Exercise objective:
Print all the data, keeping every line exactly as it is.
[Start Data provided]
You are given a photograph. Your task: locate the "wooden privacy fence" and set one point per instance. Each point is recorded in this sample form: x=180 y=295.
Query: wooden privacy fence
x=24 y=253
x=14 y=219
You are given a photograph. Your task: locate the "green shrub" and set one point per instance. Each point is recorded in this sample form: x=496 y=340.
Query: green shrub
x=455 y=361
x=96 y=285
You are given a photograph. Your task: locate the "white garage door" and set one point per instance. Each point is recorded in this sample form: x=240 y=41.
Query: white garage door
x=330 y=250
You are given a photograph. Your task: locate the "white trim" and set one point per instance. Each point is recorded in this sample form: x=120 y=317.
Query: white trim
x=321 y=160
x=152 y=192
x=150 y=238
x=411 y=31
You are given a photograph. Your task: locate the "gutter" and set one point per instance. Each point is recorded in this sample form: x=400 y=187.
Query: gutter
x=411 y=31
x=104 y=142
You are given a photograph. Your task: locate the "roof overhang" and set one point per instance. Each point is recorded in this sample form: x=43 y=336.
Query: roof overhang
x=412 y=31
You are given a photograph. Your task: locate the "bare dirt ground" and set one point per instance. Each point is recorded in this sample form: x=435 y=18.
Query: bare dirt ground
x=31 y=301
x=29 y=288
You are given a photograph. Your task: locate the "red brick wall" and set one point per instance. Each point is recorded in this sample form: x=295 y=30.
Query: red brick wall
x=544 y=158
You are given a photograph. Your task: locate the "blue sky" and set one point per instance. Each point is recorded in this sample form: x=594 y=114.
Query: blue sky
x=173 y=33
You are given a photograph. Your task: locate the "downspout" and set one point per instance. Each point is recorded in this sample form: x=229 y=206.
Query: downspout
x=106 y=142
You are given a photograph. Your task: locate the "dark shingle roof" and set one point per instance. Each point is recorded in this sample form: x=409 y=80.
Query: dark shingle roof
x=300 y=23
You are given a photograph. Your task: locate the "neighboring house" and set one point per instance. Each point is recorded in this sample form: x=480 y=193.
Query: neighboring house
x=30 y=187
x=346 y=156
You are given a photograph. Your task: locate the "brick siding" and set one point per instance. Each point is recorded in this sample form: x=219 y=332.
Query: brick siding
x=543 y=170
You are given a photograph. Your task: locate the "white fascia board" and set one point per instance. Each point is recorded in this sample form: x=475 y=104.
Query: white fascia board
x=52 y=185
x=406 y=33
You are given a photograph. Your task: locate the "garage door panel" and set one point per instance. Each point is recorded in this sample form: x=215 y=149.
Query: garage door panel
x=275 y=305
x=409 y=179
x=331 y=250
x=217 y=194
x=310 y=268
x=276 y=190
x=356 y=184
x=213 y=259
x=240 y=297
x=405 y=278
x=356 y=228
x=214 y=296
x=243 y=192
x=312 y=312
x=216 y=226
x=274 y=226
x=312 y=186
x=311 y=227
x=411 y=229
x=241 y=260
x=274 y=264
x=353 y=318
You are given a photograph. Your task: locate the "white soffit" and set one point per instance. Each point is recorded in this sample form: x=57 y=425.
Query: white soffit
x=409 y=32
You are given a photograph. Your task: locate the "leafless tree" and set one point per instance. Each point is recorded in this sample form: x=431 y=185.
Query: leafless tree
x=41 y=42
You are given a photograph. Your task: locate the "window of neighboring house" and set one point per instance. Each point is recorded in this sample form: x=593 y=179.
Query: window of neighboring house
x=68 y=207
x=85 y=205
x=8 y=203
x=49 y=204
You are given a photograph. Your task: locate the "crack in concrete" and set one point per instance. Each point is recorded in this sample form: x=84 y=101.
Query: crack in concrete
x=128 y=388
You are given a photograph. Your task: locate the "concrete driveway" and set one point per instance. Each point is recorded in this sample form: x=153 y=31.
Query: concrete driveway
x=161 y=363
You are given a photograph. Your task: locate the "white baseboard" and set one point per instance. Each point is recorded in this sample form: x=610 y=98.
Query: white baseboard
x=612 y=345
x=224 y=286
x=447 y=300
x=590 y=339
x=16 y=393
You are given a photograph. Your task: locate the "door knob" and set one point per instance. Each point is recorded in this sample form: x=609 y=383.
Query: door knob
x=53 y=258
[End Data provided]
Written solution:
You are given a photograph. Your task: locate the "wooden privacy fence" and set one point per instance. Each point is recorded in this sample form: x=180 y=295.
Query: wooden privacy fence
x=24 y=253
x=14 y=219
You are given a photograph. Your task: locate the "green shrub" and set one point per instance. Each point is recorded in this sample form: x=496 y=340.
Query: green shrub
x=455 y=361
x=96 y=285
You are given a photograph. Your task: locate the "white garage door" and set one point per instance. Each point is recorded in this sample form: x=240 y=41.
Query: white garage door
x=330 y=250
You are given a photograph. Your task: locate the "white trim" and set one point per instance. Each point is recorded in this sample form: x=120 y=317.
Query: white trim
x=321 y=160
x=152 y=192
x=150 y=238
x=411 y=31
You are given a photograph. Your task: locate the "gutter" and set one point per instance. Each point is recorded in this sample form: x=400 y=187.
Query: gutter
x=411 y=31
x=104 y=142
You are given a photograph. Your task: locate the "roof overhang" and set one point per instance. Each point is recorded in this sample form: x=43 y=336.
Query: roof overhang
x=412 y=31
You are given a photograph. Your task: locate the "bare dirt ground" and set one point per instance. Each point is recorded in this sample form: x=435 y=18.
Query: bare dirt ground
x=31 y=301
x=29 y=288
You are given a photograph. Your task: locate the "red brick wall" and set one point per instance. Each point is recorded in this sample form: x=295 y=30.
Query: red brick wall
x=544 y=158
You are given a photograph. Your task: locate the "blue sky" and set one point per instance. Each point is recorded in this sample form: x=594 y=114.
Query: blue sky
x=173 y=33
You are given a photograph. Your task: locate the "downspout" and set one point per instance. Each point is recorded in this sample form: x=229 y=206.
Query: downspout
x=106 y=142
You are given a photograph. Your task: locate the "dark shingle roof" and set one point per instance. Each point is recorded in this sample form: x=409 y=80.
Query: dark shingle roof
x=300 y=23
You are given a photograph. Your task: locate the "neighboring house" and set one point per instance. Each point is recorded in this sample form: x=480 y=193.
Query: neighboring house
x=30 y=187
x=346 y=156
You are given a photograph. Your task: locate the "brick siding" and set one point per instance. Each point is recorded in this sample form: x=219 y=332.
Query: brick siding
x=543 y=170
You are given a photograph. Your task: locate the "white fascia board" and set one point per instance. Each point is recorded in this sample form: x=475 y=104.
Query: white fascia board
x=52 y=185
x=406 y=33
You are given a photograph. Your task: locate the "garage door panel" and set one point per instance. Each point is recorded in this sample form: x=215 y=149.
Query: garage door panel
x=275 y=305
x=409 y=179
x=331 y=250
x=217 y=194
x=310 y=268
x=276 y=190
x=356 y=184
x=213 y=259
x=240 y=297
x=405 y=278
x=356 y=228
x=214 y=296
x=243 y=192
x=312 y=312
x=216 y=226
x=274 y=226
x=312 y=186
x=311 y=227
x=411 y=229
x=241 y=260
x=274 y=264
x=353 y=318
You are given a photograph. Your task: locate the "white soffit" and set one point per instance. Each point is recorded in this sample form: x=57 y=425.
Query: white soffit
x=409 y=32
You are given a photograph. Your task: locate the "leafless tree" and set one point per instance. Each point is recorded in this sample form: x=431 y=185.
Query: leafless tree
x=41 y=42
You are given a photograph. Your task: locate the "window of neighboring house" and set one point per instance. Each point is recorded in this sample form: x=593 y=179.
Query: window of neighboring house
x=68 y=207
x=85 y=205
x=8 y=203
x=49 y=204
You are given a photograph. Your task: locate the "crack in concrete" and set one point per instance. Each point is recorded in this sample form: x=84 y=101.
Query: crack in concrete
x=128 y=388
You are given a photograph. Your task: locate the "concrete driveway" and set one point per instance. Each point is recorded in this sample form: x=153 y=31.
Query: concrete driveway
x=161 y=363
You are given a photograph. Your task: locate the "white baseboard" and set one point per instance. Each point is recorded in this sample form: x=610 y=98.
Query: white baseboard
x=612 y=345
x=224 y=286
x=447 y=300
x=590 y=339
x=16 y=393
You are given a photograph. Your task: locate the "door knob" and set one point per instance. Each point is recorded in this sample form: x=609 y=383.
Query: door knob
x=53 y=258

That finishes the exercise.